TASK STATEMENT -> Reproduce exactly the lines from the line containing "highlight the forked" through the end of the records below, including both ends, and nothing else.

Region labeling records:
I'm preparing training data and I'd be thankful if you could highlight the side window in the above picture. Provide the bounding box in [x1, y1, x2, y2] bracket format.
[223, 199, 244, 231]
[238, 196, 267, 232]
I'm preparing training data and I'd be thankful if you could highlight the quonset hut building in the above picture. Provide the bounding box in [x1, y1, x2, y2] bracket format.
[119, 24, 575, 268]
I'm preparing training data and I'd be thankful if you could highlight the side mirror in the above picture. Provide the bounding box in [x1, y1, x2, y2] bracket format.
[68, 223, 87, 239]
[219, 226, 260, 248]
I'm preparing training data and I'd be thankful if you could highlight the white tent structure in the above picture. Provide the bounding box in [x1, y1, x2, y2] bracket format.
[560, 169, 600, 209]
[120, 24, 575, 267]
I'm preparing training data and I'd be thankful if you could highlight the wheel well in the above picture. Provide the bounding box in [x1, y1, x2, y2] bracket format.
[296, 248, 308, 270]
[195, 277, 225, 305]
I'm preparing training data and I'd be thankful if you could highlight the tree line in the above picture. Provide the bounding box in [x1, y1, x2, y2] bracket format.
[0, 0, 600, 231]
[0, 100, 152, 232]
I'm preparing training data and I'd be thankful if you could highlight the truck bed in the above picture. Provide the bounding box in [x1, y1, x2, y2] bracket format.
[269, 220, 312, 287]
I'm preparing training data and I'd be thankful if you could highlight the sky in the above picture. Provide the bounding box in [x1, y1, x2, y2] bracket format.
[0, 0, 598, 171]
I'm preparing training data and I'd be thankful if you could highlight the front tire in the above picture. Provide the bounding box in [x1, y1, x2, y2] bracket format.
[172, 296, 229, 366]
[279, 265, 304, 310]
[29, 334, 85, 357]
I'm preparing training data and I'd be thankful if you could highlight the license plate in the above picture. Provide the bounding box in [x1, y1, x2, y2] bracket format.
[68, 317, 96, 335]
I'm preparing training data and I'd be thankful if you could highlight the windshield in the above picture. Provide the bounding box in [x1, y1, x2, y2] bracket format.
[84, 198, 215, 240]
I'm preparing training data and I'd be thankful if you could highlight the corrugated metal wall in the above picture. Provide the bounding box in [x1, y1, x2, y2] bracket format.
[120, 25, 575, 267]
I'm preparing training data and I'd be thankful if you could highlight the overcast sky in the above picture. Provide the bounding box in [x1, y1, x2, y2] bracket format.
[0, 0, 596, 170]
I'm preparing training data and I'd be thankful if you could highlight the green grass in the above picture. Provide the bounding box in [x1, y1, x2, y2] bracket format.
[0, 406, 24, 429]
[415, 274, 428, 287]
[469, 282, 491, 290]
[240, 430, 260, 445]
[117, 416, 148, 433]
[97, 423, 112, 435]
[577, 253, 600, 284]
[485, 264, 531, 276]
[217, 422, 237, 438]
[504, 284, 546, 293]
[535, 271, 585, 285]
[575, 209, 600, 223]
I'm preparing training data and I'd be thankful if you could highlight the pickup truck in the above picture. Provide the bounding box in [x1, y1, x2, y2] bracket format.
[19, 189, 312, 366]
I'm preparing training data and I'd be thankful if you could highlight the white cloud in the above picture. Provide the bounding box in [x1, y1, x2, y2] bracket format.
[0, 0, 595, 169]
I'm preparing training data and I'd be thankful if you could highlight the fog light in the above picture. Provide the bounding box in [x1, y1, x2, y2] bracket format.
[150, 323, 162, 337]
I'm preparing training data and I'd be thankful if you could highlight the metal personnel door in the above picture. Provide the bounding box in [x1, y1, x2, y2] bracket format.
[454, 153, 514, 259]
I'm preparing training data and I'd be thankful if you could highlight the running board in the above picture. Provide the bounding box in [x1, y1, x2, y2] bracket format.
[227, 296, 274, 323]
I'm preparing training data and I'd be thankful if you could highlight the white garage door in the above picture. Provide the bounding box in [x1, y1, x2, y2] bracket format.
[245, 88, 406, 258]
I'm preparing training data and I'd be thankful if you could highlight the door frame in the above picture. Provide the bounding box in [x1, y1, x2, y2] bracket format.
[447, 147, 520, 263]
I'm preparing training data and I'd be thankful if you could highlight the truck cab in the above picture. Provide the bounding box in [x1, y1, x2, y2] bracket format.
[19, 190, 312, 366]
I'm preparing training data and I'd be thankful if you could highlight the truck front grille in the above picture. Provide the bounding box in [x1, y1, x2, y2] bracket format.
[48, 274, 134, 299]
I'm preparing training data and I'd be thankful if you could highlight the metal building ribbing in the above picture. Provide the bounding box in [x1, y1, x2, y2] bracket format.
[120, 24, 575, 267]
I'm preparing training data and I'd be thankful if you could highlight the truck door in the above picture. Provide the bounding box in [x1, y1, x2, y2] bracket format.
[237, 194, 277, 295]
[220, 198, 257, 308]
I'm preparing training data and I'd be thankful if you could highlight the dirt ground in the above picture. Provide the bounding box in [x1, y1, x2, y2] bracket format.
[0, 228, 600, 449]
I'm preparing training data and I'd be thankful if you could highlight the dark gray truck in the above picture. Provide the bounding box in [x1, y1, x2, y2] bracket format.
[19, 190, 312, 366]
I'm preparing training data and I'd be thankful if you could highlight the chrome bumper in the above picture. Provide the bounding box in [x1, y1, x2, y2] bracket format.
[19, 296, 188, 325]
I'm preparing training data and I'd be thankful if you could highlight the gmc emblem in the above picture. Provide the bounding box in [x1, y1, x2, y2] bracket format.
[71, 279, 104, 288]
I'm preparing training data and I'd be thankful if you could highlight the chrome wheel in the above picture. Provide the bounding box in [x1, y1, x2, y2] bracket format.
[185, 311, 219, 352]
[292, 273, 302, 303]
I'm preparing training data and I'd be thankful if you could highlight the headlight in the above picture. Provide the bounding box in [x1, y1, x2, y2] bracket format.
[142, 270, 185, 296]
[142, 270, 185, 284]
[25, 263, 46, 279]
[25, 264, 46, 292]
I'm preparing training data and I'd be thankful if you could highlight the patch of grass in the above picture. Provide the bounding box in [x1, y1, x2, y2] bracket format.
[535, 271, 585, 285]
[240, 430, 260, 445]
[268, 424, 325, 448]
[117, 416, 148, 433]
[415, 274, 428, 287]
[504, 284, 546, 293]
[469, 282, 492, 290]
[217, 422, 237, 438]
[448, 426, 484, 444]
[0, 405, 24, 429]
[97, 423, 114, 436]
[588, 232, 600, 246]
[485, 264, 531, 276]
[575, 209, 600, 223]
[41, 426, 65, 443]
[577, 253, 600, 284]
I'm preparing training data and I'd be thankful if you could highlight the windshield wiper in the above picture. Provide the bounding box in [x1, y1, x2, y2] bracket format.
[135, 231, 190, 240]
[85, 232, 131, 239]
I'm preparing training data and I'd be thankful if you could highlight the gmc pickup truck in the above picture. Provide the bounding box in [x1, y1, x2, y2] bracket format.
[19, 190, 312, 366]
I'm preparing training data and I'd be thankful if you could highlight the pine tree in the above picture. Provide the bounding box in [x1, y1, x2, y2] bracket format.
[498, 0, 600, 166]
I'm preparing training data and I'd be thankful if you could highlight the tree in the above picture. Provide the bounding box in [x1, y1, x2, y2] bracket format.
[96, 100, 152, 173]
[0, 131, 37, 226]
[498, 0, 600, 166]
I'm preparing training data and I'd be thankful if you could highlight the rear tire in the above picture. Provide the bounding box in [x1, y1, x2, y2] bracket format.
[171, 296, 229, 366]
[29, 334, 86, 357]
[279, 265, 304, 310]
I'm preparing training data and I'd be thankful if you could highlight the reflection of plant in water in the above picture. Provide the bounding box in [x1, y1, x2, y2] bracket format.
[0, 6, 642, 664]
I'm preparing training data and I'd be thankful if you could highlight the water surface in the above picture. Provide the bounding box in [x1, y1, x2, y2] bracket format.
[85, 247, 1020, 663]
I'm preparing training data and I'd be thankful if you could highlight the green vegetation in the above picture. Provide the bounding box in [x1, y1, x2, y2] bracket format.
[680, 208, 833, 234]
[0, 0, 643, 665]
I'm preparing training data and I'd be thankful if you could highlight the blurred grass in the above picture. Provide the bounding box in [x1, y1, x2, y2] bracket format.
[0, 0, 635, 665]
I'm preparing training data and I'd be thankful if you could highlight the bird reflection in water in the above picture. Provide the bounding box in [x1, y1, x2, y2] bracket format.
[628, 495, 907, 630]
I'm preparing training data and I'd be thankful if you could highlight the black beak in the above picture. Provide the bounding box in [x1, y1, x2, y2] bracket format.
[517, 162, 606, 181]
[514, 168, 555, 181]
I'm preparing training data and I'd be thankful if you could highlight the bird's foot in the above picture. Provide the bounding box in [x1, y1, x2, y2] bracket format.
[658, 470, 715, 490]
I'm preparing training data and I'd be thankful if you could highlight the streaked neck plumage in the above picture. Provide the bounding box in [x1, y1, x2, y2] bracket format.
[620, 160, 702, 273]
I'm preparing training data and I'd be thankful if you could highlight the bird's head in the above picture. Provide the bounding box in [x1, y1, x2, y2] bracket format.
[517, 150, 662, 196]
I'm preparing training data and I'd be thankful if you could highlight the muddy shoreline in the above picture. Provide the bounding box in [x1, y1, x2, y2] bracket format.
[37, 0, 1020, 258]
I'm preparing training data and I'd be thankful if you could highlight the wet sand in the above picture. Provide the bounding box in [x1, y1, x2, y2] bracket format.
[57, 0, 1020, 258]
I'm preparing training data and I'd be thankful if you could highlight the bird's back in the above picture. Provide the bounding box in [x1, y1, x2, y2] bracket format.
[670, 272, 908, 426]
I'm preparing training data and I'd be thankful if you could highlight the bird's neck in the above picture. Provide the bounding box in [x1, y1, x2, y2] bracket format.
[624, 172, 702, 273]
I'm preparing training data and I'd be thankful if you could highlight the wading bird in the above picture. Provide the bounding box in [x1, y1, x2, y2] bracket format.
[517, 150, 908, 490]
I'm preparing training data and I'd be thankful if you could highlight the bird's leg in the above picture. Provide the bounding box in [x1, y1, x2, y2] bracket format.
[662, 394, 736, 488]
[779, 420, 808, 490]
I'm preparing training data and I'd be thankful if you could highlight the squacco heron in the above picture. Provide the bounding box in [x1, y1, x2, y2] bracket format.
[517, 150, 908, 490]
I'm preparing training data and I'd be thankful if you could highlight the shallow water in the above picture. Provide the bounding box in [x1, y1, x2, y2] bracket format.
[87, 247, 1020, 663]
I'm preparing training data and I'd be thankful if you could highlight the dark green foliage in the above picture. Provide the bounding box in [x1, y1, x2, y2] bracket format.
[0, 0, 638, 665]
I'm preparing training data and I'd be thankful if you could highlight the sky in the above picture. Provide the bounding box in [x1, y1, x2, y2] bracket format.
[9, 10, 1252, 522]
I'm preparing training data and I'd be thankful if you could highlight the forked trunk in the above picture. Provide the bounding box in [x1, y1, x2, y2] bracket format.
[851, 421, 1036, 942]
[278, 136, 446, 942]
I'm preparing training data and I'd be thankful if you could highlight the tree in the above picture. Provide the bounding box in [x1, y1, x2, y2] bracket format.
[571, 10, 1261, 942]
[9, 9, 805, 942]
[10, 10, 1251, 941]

RESPONSE TO THE TASK ->
I'm preparing training data and I'd be thankful if you could highlight the forked trunk in the above picture. Provide the bounding box in [x1, y1, x2, y2] bracket format.
[851, 421, 1036, 942]
[278, 136, 446, 942]
I'm preparing training data and I'd be thankful if you could highlight the tree in the above picture. Provide the bounding box in [x1, y1, x2, y2] bracket format.
[571, 10, 1261, 942]
[9, 9, 805, 942]
[10, 10, 1251, 941]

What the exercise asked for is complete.